▸ Work to do
• a. For each statement about the Viviré page, answer yes or no and quote the words that decide it: (i) "Viviré" was Juan Luis Guerra's first song to reach number one on the Billboard Latin Pop Airplay; (ii) the song's music video won Video of the Year at the 1995 Lo Nuestro Awards; (iii) the single's B-side is "Canto de Hacha."
• b. Reproduce the Viviré page between "1994 song by" and "a Cuban son.", inclusive.

▸ Provided text
-------
Single by Juan Luis Guerra

from the album Fogaraté
- B-side: "Canto de Hacha"
- Released: 1994
- Genre: Bachata
- Length: 4:00
- Label: Karen
- Songwriters: Juan Luis Guerra; Papa Wemba;
- Producer: Juan Luis Guerra

Juan Luis Guerra singles chronology
| "La Cosquillita" (1994) | "Viviré" (1994) | "El Beso de la Ciguatera" (1994) |

= Viviré (song) =

1994 song by Juan Luis Guerra

"Viviré" ("I Will Live") is a song by Dominican Republic singer-songwriter Juan Luis Guerra released as the second single for his album Fogaraté (1994). It is a Spanish-language adaptation of "Vivi" by Congolese musician Papa Wemba with Guerra writing the song in Spanish. It became his first song to reach number-one on the Billboard Latin Pop Airplay in 1994. At the 1995 Latin Billboard Music Awards, "Viviré" won Tropical/Salsa Song of the Year. It was recognized as one best-performing Latin songs of the year at the 1996 BMI Latin Awards. The music video for the song was directed by Gustavo Garzón and received a nomination for Video of the Year at the 1995 Lo Nuestro Awards. On the review of the album for the Miami Herald, Fernando Gonzalez called the song "the best of the lot". A writer for Music & Media described the track as a Cuban son.
-------
▸ Supplied data
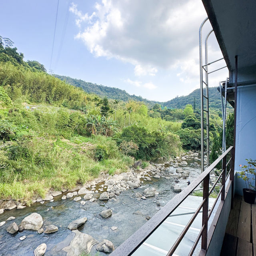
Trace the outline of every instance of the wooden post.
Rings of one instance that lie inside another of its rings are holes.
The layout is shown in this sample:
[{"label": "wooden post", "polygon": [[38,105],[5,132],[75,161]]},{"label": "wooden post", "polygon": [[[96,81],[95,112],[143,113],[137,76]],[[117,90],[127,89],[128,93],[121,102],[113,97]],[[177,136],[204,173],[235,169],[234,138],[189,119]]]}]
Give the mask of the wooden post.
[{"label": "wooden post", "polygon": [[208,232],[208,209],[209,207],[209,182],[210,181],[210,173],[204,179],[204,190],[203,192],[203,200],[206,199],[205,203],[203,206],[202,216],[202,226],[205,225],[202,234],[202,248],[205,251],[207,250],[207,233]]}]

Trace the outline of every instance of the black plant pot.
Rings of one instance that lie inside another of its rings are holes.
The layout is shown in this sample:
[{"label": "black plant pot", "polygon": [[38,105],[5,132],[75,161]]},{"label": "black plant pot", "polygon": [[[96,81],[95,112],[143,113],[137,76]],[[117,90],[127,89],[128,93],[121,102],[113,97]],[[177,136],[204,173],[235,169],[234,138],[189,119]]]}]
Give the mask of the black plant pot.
-------
▸ Answers provided
• a.
(i) Yes: "It became his first song to reach number-one on the Billboard Latin Pop Airplay in 1994."
(ii) No: "received a nomination for Video of the Year at the 1995 Lo Nuestro Awards"
(iii) Yes: "B-side: "Canto de Hacha""

• b.
1994 song by Juan Luis Guerra

"Viviré" ("I Will Live") is a song by Dominican Republic singer-songwriter Juan Luis Guerra released as the second single for his album Fogaraté (1994). It is a Spanish-language adaptation of "Vivi" by Congolese musician Papa Wemba with Guerra writing the song in Spanish. It became his first song to reach number-one on the Billboard Latin Pop Airplay in 1994. At the 1995 Latin Billboard Music Awards, "Viviré" won Tropical/Salsa Song of the Year. It was recognized as one best-performing Latin songs of the year at the 1996 BMI Latin Awards. The music video for the song was directed by Gustavo Garzón and received a nomination for Video of the Year at the 1995 Lo Nuestro Awards. On the review of the album for the Miami Herald, Fernando Gonzalez called the song "the best of the lot". A writer for Music & Media described the track as a Cuban son.